[EXTRAIT PROPOSÉ]:
----------

Nema rêvasse avec un vieil atlas en papier sur les genoux. Elle dit soudain à Sonia :
- Ah oui, quand même, près de 1.000 kilomètres entre Wuhan et
Chongquing. Après, le Yangtsé fait environ 6.300 kilomètres je crois. En
Chine, on n’est pas dans les mêmes dimensions que chez nous…
- Eh, oui Nema ? et ?
- J’avais du mal à me retrouver dans la géographie de la Chine, Sonia, et à comprendre pourquoi il y a de telles différences entre le Sichuan et la région de Wuhan, ne serait-ce qu’en matière de cuisson et d’assaisonnement des nouilles…
- D’accord. Bof, entre les frites du Nord et la bouillabaisse de Marseille, il y a aussi une grande différence et environ 1.000 kilomètres non ?

----------

[EXERCICES]:
1 > Dans l'extrait, quelle longueur Nema attribue-t-elle approximativement au Yangtsé ?
2 > Réécrivez le passage de l'extrait allant de « Nema rêvasse avec » jusqu'à « Nema ? et ? », en mettant « carton » à la place de « papier ».
3 > Comment traduire en anglais la phrase de l'extrait « Nema rêvasse avec un vieil atlas en papier sur les genoux. » ?
Les enregistrements qui suivent proviennent d'une autre source.

[INFORMATIONS FOURNIES]:

----------

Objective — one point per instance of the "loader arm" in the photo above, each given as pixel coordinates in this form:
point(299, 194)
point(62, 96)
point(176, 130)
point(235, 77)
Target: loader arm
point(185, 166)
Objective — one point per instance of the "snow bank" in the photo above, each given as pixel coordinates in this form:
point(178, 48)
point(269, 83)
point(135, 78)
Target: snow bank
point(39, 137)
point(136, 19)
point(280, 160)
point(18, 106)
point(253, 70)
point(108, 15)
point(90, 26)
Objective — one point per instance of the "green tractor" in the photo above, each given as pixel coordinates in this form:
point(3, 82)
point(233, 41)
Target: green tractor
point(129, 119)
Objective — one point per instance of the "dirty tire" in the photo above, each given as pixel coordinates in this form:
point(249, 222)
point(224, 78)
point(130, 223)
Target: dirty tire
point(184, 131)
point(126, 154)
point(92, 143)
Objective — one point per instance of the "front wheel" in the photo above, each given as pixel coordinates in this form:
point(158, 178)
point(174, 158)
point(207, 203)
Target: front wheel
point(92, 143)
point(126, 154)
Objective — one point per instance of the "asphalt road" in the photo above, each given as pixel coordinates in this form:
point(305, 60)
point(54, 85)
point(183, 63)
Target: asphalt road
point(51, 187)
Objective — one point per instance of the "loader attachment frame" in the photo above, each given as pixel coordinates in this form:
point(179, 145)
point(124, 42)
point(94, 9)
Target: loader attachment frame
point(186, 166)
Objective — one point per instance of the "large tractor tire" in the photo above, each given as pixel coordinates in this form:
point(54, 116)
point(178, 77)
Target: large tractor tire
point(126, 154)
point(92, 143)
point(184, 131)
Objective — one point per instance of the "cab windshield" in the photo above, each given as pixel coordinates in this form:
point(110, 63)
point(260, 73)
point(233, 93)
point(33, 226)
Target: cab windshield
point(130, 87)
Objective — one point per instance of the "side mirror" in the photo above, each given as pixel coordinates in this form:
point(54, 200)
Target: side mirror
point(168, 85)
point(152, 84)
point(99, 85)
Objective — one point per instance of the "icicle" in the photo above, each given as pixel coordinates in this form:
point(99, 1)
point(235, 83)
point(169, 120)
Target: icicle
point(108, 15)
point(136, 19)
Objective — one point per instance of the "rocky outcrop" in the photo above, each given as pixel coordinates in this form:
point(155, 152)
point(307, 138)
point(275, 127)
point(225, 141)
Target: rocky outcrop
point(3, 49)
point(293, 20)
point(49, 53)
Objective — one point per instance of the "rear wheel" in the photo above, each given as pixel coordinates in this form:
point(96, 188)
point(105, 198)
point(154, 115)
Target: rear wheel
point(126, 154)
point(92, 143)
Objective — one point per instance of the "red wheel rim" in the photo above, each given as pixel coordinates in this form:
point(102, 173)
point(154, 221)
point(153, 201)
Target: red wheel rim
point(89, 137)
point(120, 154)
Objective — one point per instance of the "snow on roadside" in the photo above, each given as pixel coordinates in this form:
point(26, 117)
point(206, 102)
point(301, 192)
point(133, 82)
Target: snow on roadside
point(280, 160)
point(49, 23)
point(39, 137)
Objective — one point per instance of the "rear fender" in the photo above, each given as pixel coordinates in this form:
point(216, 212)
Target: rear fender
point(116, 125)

----------

[RÉPONSES]:
1 > Environ 6.300 kilomètres.

2 >
Nema rêvasse avec un vieil atlas en carton sur les genoux. Elle dit soudain à Sonia :
- Ah oui, quand même, près de 1.000 kilomètres entre Wuhan et
Chongquing. Après, le Yangtsé fait environ 6.300 kilomètres je crois. En
Chine, on n’est pas dans les mêmes dimensions que chez nous…
- Eh, oui Nema ? et ?

3 > Nema is daydreaming with an old paper atlas on her lap.